- **YOUR TASK**: Every line below is to be quoted exactly, with nothing added or dropped.

Extracted data entries

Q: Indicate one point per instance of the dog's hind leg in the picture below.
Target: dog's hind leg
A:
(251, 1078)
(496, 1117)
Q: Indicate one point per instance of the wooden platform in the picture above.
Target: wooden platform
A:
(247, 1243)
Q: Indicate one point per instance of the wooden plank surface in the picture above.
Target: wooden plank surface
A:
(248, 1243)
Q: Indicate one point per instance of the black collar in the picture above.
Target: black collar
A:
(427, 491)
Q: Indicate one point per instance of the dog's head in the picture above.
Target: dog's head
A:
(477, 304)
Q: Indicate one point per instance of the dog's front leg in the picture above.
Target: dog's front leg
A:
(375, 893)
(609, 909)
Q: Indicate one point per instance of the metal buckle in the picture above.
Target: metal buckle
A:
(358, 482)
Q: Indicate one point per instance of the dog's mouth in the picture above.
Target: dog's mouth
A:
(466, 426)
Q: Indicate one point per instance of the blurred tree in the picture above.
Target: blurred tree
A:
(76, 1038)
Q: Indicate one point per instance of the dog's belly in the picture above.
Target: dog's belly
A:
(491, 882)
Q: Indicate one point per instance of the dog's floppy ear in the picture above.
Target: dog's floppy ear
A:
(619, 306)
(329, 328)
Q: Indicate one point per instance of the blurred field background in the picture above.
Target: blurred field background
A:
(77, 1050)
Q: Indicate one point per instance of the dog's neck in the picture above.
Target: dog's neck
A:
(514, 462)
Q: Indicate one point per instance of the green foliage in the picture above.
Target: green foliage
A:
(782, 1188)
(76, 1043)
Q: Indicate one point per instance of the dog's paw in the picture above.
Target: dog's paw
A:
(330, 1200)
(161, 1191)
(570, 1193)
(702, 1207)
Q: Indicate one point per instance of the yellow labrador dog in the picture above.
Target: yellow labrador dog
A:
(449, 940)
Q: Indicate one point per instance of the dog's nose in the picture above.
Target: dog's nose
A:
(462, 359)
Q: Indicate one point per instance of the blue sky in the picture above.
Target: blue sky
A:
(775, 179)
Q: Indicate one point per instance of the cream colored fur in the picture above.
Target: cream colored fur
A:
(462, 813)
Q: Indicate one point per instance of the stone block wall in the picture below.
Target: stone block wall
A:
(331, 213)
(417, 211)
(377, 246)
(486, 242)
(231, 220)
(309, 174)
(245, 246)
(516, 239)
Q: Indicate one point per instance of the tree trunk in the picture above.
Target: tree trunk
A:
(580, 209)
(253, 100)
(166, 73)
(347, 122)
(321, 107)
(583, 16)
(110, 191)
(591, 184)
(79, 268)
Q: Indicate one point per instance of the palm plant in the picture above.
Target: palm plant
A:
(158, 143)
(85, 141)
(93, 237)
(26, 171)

- **ANSWER TO THE EXERCISE**:
Q: Indicate one point per instance of the dog's hind leg in the picture below.
Target: dog's hind leg
A:
(251, 1078)
(496, 1117)
Q: Indicate one point per instance of the wooden platform in the picture above.
Target: wooden platform
A:
(247, 1243)
Q: Indicate one point per instance of the wooden plank surface in the picture above.
Target: wooden plank surface
A:
(248, 1243)
Q: Indicate one point per instance of the black collar in the picture above.
Target: black collar
A:
(427, 491)
Q: Indicate one point per instance of the dog's head in the picture above.
Target: dog's head
A:
(477, 304)
Q: Indicate one point per instance of the dog's front leg in the picture above.
Target: dog's front leg
A:
(375, 893)
(609, 909)
Q: Indicate one point per instance of the metal buckle in the picture above.
Target: metal buckle
A:
(358, 482)
Q: Indicate one point per instance of the dog's mouth in the picture above.
Target: dog's mouth
A:
(466, 426)
Q: Indicate one point per instance of the blurred tree in the picture above.
Target: blurred tree
A:
(76, 1038)
Q: Indicate one point per instance of the dog's belly in the picture above.
Target: dog's belly
A:
(491, 882)
Q: Indicate one point per instance of the dog's floppy ear in the picture above.
Target: dog's floppy ear
A:
(619, 306)
(329, 328)
Q: Indicate one point per instance of the blurred field background in the picture above.
Target: blurred field background
A:
(77, 1050)
Q: Indicate one point per instance of the dog's neck in the picture above.
Target: dog's neck
A:
(514, 462)
Q: Indicate one point per instance of the green foliage in the picture above.
Target: green foliage
A:
(782, 1188)
(76, 1043)
Q: Indicate one point per instance of the dog's paw in the picture above.
Target: dog's paw
A:
(330, 1200)
(161, 1191)
(570, 1193)
(702, 1207)
Q: Indicate one point per instance of the yellow labrador dog in the picture above.
Target: yellow labrador dog
A:
(449, 940)
Q: Indicate one point per instance of the dog's nose in the picture above.
Target: dog's nose
A:
(462, 359)
Q: Indicate one point per instance of the blue sky in the picture above.
Target: blue sky
A:
(775, 179)
Q: Indicate one point per instance of the cream colored fur in the picture above.
Target: cream colored fur
A:
(462, 813)
Q: Indicate one point per instance of the stone block wall in the picture below.
Target: stone block wall
A:
(331, 213)
(417, 211)
(377, 246)
(486, 242)
(231, 220)
(309, 174)
(245, 246)
(516, 239)
Q: Indicate one point per instance of the tree trunk in the picture above.
Target: tree trunk
A:
(580, 209)
(253, 100)
(166, 73)
(347, 122)
(321, 107)
(583, 16)
(110, 191)
(591, 184)
(79, 268)
Q: Indicate one point per instance of the palm plant in the picture above.
Target: palm plant
A:
(158, 143)
(85, 141)
(93, 237)
(26, 171)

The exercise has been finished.